Mike Pence, Vizepräsident der USA, spricht im Fort McHenry National während des Parteitages der Republikaner.

Foto: dpa/Andrew Harnik

Gerade in Wahlkampfzeiten haben Vizepräsidenten „attack dogs“ zu sein, angriffslustige Wadenbeißer, die den politischen Gegner so heftig attackieren, dass sich die Nummer eins – theoretisch – vornehm zurückhalten und die eher konstruktiven Töne anstimmen kann. Auch wenn Donald Trump gern selber austeilt, so hat sein Stellvertreter Mike Pence auf dem Parteitag der Republikaner bewiesen, dass er sich aufs Reiten von Attacken versteht. Was der Mann zeichnete, war das Bild eines Gegners, Joe Bidens, der zum einen Amerika nicht begreift und zum anderen Amerika an den Abgrund der Anarchie führen würde, sollte er dereinst regieren.

Er sei ein Verbündeter des Lichts, während der Amtsinhaber für die Finsternis stehe, hatte der Herausforderer vorige Woche auf dem Wahlkongress der Demokraten gedichtet. Darauf Pence, am Mittwochabend im historischen Fort McHenry in der Küstenstadt Baltimore: „Wo Joe Biden Finsternis sieht, sehen wir amerikanische Größe“. Biden, griff er eine weitere Redezeile des Kontrahenten Trumps auf, habe gesagt, in der Pandemie werde es keine Wunder geben. „Was Joe nicht zu begreifen scheint: Amerika ist eine Nation der Wunder.“ Man sei auf gutem Wege, schob er hinterher, bis zum Jahresende den ersten sicheren Corona-Impfstoff der Welt zu entwickeln.

━━━

▶ _ZU BEANTWORTENDE FRAGEN_
A) Übersetzen Sie diesen Satz aus dem Artikel über Mike Pence ins Englische: „Auch wenn Donald Trump gern selber austeilt, so hat sein Stellvertreter Mike Pence auf dem Parteitag der Republikaner bewiesen, dass er sich aufs Reiten von Attacken versteht.“
B) Schreiben Sie die Fortsetzung des Artikels über Mike Pence, die an seinen letzten Satz anschließt.
Die Daten stehen in keinem Zusammenhang mit dem Artikel über Mike Pence.

▶ _Daten aus einer Datenerhebung_
━━━

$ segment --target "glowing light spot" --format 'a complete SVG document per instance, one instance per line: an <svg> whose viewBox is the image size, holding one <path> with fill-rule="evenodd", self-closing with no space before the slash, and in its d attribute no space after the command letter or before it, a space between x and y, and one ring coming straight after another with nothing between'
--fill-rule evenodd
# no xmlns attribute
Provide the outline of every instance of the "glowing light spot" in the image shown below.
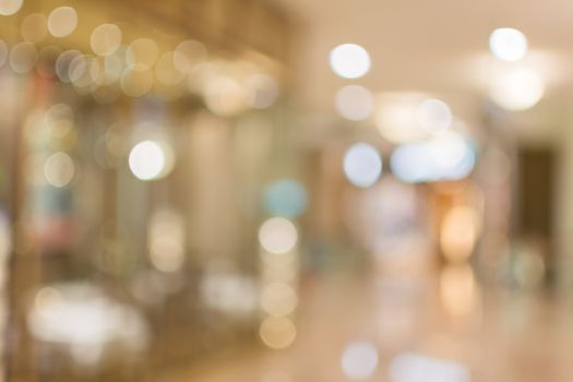
<svg viewBox="0 0 573 382"><path fill-rule="evenodd" d="M68 186L72 181L74 174L75 166L72 158L62 152L50 155L44 166L46 180L57 188Z"/></svg>
<svg viewBox="0 0 573 382"><path fill-rule="evenodd" d="M390 157L390 168L408 183L458 180L474 169L476 155L463 136L445 132L432 140L398 146Z"/></svg>
<svg viewBox="0 0 573 382"><path fill-rule="evenodd" d="M339 45L331 51L331 69L344 79L358 79L370 70L370 55L356 44Z"/></svg>
<svg viewBox="0 0 573 382"><path fill-rule="evenodd" d="M282 317L293 313L298 297L295 288L284 283L272 283L263 288L261 307L265 313Z"/></svg>
<svg viewBox="0 0 573 382"><path fill-rule="evenodd" d="M234 116L248 107L248 92L235 79L216 75L206 83L204 89L207 108L219 116Z"/></svg>
<svg viewBox="0 0 573 382"><path fill-rule="evenodd" d="M374 97L366 87L349 85L336 93L335 105L342 117L350 121L362 121L372 115Z"/></svg>
<svg viewBox="0 0 573 382"><path fill-rule="evenodd" d="M264 206L275 216L299 216L308 206L307 190L296 180L273 182L265 190Z"/></svg>
<svg viewBox="0 0 573 382"><path fill-rule="evenodd" d="M342 368L346 377L362 381L378 368L378 349L370 343L353 343L343 353Z"/></svg>
<svg viewBox="0 0 573 382"><path fill-rule="evenodd" d="M106 56L115 52L121 45L122 33L115 24L102 24L92 32L89 44L94 53Z"/></svg>
<svg viewBox="0 0 573 382"><path fill-rule="evenodd" d="M259 229L259 241L271 253L287 253L297 244L297 228L286 218L272 217L264 222Z"/></svg>
<svg viewBox="0 0 573 382"><path fill-rule="evenodd" d="M469 382L466 367L457 362L403 354L390 365L391 382Z"/></svg>
<svg viewBox="0 0 573 382"><path fill-rule="evenodd" d="M0 259L5 260L12 249L12 237L10 220L8 216L0 211Z"/></svg>
<svg viewBox="0 0 573 382"><path fill-rule="evenodd" d="M166 177L172 169L169 157L174 154L163 142L143 141L130 152L129 167L141 180L155 180Z"/></svg>
<svg viewBox="0 0 573 382"><path fill-rule="evenodd" d="M97 366L109 343L135 354L147 346L148 329L141 314L89 284L43 288L27 324L35 339L67 348L81 366Z"/></svg>
<svg viewBox="0 0 573 382"><path fill-rule="evenodd" d="M287 318L268 317L259 329L259 336L272 349L285 349L293 345L297 329Z"/></svg>
<svg viewBox="0 0 573 382"><path fill-rule="evenodd" d="M20 43L10 51L10 68L19 74L29 72L36 64L38 53L32 43Z"/></svg>
<svg viewBox="0 0 573 382"><path fill-rule="evenodd" d="M77 13L71 7L60 7L48 16L48 31L53 37L71 35L77 27Z"/></svg>
<svg viewBox="0 0 573 382"><path fill-rule="evenodd" d="M500 60L517 61L527 52L527 38L517 29L499 28L491 33L489 48Z"/></svg>
<svg viewBox="0 0 573 382"><path fill-rule="evenodd" d="M428 136L418 120L419 106L427 97L418 93L390 93L379 96L375 114L378 131L385 140L406 143Z"/></svg>
<svg viewBox="0 0 573 382"><path fill-rule="evenodd" d="M380 153L369 144L354 144L344 156L344 174L356 187L374 184L382 174Z"/></svg>
<svg viewBox="0 0 573 382"><path fill-rule="evenodd" d="M2 67L5 61L8 60L9 51L8 51L8 45L0 40L0 67Z"/></svg>
<svg viewBox="0 0 573 382"><path fill-rule="evenodd" d="M162 272L179 271L184 261L184 237L183 222L176 213L154 214L147 238L153 266Z"/></svg>
<svg viewBox="0 0 573 382"><path fill-rule="evenodd" d="M479 230L479 216L469 206L447 212L440 230L442 253L450 261L467 260L474 250Z"/></svg>
<svg viewBox="0 0 573 382"><path fill-rule="evenodd" d="M27 43L37 44L46 37L48 19L41 13L33 13L22 22L21 34Z"/></svg>
<svg viewBox="0 0 573 382"><path fill-rule="evenodd" d="M0 0L0 14L3 16L15 14L23 4L24 0Z"/></svg>
<svg viewBox="0 0 573 382"><path fill-rule="evenodd" d="M447 313L455 317L471 313L477 305L477 286L471 266L445 266L440 275L440 297Z"/></svg>
<svg viewBox="0 0 573 382"><path fill-rule="evenodd" d="M157 43L151 38L138 38L129 45L126 51L126 61L129 67L139 65L150 69L157 62L158 56Z"/></svg>
<svg viewBox="0 0 573 382"><path fill-rule="evenodd" d="M207 49L200 41L188 39L175 48L172 60L175 68L181 73L190 73L199 63L207 58Z"/></svg>
<svg viewBox="0 0 573 382"><path fill-rule="evenodd" d="M58 75L61 82L71 82L70 65L72 61L81 55L79 50L67 50L58 57L56 60L56 75Z"/></svg>
<svg viewBox="0 0 573 382"><path fill-rule="evenodd" d="M506 73L494 82L491 99L508 110L526 110L544 97L545 84L541 77L529 69L518 69Z"/></svg>
<svg viewBox="0 0 573 382"><path fill-rule="evenodd" d="M423 100L417 111L420 128L429 133L442 133L452 124L452 111L440 99Z"/></svg>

━━━

▶ _ERGEBNISSE JE AUFGABE_
A) Even though Donald Trump likes to dish it out himself, his deputy Mike Pence proved at the Republican convention that he knows how to go on the attack.

B)
Bevor er ins amerikanische Repräsentantenhaus und später ins Gouverneursamt Indianas gewählt wurde, hatte Pence eine eigene Radiosendung. In den Neunzigern zählte er zu einer wachsenden Schar von Radiotalkern, die dem Vorreiter Rush Limbaugh nacheiferten und mal plaudernd, mal agitierend konservative Werte vermittelten. Er versteht sich auf das Formulieren einfacher Zeilen und jenen optimistischen Ton, der unbekümmertes Ärmel-Aufkrempeln suggerieren soll. Zudem versteht er sich darauf, zugespitzte Fragen zu stellen. Mit Blick auf den 3. November, sagt Pence, möge sich jeder Wähler fragen, wem er am ehesten zutraue, die Wirtschaft wiederaufzubauen.

„Einem Karrierepolitiker, der die langsamste ökonomische Erholung seit der Großen Depression zu verantworten hatte? Oder einem erprobten Anführer, der die großartigste Volkswirtschaft der Welt erschuf?“ An anderer Stelle lobt er Trump, ohne Versäumnisse beim Corona-Krisenmanagement auch nur zu erwähnen, für die „größte nationale Mobilisierung seit dem Zweiten Weltkrieg“.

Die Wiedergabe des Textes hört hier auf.